• [Description of the task]:
Which lines in the entries below contain the word "straw"? Collect each of those lines and copy it out in full.

┌──

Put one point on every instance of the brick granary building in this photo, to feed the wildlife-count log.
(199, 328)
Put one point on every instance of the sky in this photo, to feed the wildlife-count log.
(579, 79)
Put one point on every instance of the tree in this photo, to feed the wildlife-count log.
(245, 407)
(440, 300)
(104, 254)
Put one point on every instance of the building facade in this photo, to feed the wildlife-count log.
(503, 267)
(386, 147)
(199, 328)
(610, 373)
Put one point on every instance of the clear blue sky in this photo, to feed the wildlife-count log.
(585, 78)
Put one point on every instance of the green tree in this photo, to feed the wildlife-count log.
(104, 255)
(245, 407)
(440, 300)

└──
┌──

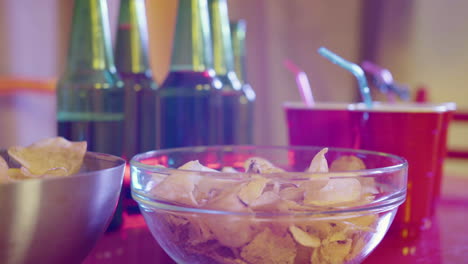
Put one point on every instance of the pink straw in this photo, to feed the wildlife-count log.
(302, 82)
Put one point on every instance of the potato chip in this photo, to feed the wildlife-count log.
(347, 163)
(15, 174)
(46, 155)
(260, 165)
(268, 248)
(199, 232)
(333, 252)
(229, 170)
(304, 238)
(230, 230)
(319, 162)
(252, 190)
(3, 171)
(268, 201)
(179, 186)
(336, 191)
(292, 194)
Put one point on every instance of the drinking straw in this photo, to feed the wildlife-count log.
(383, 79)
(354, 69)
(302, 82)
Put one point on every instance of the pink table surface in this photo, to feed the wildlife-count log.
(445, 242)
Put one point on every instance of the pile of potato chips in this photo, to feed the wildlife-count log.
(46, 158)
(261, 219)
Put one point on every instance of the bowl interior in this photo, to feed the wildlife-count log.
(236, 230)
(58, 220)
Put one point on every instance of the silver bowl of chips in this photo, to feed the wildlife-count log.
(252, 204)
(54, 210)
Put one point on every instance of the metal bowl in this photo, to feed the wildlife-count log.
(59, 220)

└──
┌──

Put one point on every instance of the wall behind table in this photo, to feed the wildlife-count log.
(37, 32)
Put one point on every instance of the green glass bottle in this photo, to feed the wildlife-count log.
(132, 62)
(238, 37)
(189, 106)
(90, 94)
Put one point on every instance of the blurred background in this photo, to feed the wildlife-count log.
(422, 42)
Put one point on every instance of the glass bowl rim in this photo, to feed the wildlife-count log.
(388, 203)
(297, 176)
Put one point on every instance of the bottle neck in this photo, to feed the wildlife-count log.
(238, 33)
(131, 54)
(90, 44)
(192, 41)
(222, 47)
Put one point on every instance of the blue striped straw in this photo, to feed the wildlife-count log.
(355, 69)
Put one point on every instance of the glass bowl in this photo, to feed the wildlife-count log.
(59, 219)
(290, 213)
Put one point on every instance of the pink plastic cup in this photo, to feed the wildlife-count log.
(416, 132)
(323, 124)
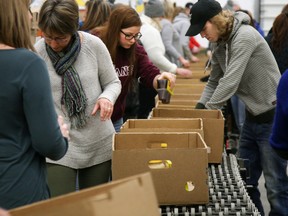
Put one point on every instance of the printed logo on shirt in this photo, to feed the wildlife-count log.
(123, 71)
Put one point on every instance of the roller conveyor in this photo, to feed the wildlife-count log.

└──

• [Solution to the problem]:
Put one point on every instance of the pink straw in this photo, to feed the wildlife-count log.
Put one point on every instance of the drinking straw in this photo, to feed the wildlife-count log.
Put one point on every instance of the blue striped straw in this photo, to feed the wildlife-count log.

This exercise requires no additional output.